[Recorded data]

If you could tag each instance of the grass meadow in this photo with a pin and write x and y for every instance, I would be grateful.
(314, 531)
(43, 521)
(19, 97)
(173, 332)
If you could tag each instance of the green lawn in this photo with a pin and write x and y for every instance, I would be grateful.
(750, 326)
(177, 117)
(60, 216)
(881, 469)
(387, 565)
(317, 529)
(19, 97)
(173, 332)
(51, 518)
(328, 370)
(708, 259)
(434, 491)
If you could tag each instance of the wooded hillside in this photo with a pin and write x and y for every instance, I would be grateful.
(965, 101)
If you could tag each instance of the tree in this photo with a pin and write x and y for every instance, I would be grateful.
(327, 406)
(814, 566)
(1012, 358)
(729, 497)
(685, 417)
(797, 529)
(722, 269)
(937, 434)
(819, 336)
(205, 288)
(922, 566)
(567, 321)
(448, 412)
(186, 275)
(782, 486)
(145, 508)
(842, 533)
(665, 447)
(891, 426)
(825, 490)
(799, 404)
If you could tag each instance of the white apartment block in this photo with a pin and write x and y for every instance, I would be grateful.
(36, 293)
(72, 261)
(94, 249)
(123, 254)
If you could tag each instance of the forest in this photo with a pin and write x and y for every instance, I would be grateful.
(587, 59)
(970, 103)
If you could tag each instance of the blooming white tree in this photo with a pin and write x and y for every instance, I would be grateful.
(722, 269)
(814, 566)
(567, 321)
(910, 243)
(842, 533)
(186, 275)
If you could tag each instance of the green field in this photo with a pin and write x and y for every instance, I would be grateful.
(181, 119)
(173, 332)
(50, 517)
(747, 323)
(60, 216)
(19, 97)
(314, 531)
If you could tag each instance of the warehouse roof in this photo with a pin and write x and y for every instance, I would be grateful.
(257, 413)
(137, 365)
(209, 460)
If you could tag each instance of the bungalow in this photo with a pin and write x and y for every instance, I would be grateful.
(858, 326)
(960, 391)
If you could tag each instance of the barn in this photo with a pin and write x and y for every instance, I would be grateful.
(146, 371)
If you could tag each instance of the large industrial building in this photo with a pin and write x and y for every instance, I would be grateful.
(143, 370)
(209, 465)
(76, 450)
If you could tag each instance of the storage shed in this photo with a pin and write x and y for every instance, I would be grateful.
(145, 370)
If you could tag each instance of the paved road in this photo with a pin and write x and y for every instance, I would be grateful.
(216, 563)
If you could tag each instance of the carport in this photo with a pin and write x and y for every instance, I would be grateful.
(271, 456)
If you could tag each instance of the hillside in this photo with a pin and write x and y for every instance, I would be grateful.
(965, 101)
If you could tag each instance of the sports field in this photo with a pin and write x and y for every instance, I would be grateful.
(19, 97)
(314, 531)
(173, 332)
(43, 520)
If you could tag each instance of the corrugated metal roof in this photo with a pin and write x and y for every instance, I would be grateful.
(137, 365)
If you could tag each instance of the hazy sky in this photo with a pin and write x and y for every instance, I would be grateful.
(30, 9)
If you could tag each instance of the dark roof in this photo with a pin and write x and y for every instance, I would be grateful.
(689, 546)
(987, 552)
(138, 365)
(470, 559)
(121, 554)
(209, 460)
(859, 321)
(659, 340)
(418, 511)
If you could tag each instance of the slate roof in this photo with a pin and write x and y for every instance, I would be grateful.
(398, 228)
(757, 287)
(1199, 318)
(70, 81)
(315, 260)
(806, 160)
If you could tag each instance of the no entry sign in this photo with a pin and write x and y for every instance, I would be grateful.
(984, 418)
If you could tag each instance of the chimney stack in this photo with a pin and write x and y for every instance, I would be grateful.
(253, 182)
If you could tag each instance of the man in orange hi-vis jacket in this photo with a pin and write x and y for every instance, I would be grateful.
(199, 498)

■ What to produce ■
Rewrite the listing above, changing every "I would be grateful" to "I would appreciate it" and leaving everything else unchanged.

■ Exercise solution ■
If you could tag each instance of the grass meadow in this photo with a pin and write x and y for every instance, I would appreciate it.
(314, 531)
(43, 521)
(19, 97)
(173, 332)
If you could tag each instance of the green lawn in this photo with a pin and write x and y for every instance, I would appreciate it.
(750, 326)
(177, 117)
(60, 216)
(881, 469)
(387, 565)
(317, 529)
(19, 97)
(173, 332)
(51, 518)
(328, 370)
(708, 259)
(434, 491)
If you could tag each instance of the wooded hillside in this photo with a pin and write x and y for every instance, I would appreciate it.
(965, 101)
If you could tag each instance of the tree in this photo with a pin and write x and y for every instance, I would appreciate it.
(327, 406)
(814, 566)
(1012, 358)
(729, 497)
(685, 417)
(797, 529)
(722, 269)
(937, 434)
(819, 336)
(205, 288)
(922, 566)
(567, 321)
(448, 412)
(186, 275)
(782, 486)
(145, 508)
(842, 533)
(665, 447)
(891, 426)
(825, 490)
(799, 404)
If you could tag each instance of the white apartment block in this photo with a pin and write x and y for every instance, I would appreciate it.
(36, 293)
(72, 261)
(94, 249)
(123, 254)
If you could tag each instance of the forest in this photo with a pin and write x and y for every instance, I would appreciate it.
(587, 59)
(970, 103)
If you could tag each instance of the blooming white tree in this photo with a pin and write x and y for every instance, I would appreciate it.
(722, 269)
(814, 566)
(567, 321)
(910, 243)
(842, 533)
(186, 275)
If you could tag each instance of the green field in this photo with a pin and write x and y for every instance, I would appreciate it.
(181, 119)
(173, 332)
(50, 517)
(747, 323)
(60, 216)
(19, 97)
(314, 531)
If you could tag each instance of the warehouse roof in this photo with a pin and write x and y for every instance, I would appreciate it.
(257, 413)
(137, 365)
(209, 460)
If you could tag each instance of the bungalow in this photo with a pin and write x and y for every instance, I would appreciate it.
(858, 326)
(960, 391)
If you could tag each instance of the barn in this photo with a pin and write x and y for every instance, I would appreciate it.
(146, 371)
If you could tag each instance of the large industrial building in this photo with a pin and write x and y for every instance, I would appreciate it.
(143, 370)
(209, 465)
(76, 450)
If you could tag each instance of the storage shed in this photo with a pin and write x and y for every instance, I would appreciate it.
(145, 370)
If you could tag each instance of the paved road in this photo with a pin and write x and y for every instance, I would appreciate it.
(216, 563)
If you could tag each instance of the carport in this photo with a pin and write x and y for every instance, I would appreciate it.
(271, 456)
If you could tag each instance of the hillside in this photo with a pin and write x and y for every instance, I would appreciate it.
(965, 101)
If you could tag each instance of the sports field in this photo with a pin and write x and y for every instance, I would appreciate it.
(19, 97)
(314, 531)
(173, 332)
(43, 520)
If you could tag each instance of the corrugated metal roof in this photo with a pin and write x and y for every instance, I would appreciate it.
(137, 365)
If you could tag each instance of the hazy sky in this photo with a pin and write x and y for every instance, I would appreciate it.
(30, 9)
If you could tag each instance of the dark roof in this photo with a pin and write x and y for every instance, I would appreciate it.
(689, 546)
(987, 552)
(138, 365)
(470, 559)
(121, 554)
(209, 460)
(859, 321)
(659, 340)
(418, 511)
If you could tag each instance of the slate roof in this photo with a pin and write x and y for every instance, I would appreciate it.
(398, 228)
(757, 287)
(1199, 318)
(70, 81)
(315, 260)
(806, 160)
If you could tag each instance of the no entry sign in this photo with a pin and write x and y for every instance, I would appreciate it.
(984, 418)
If you could tag each instance of the chimney stack in this photo with a pin and write x and y for every instance, I would appreciate it.
(253, 182)
If you could tag each instance of the man in orange hi-vis jacket in this photo with a pin and write x and y for every instance, I would appreciate it.
(199, 498)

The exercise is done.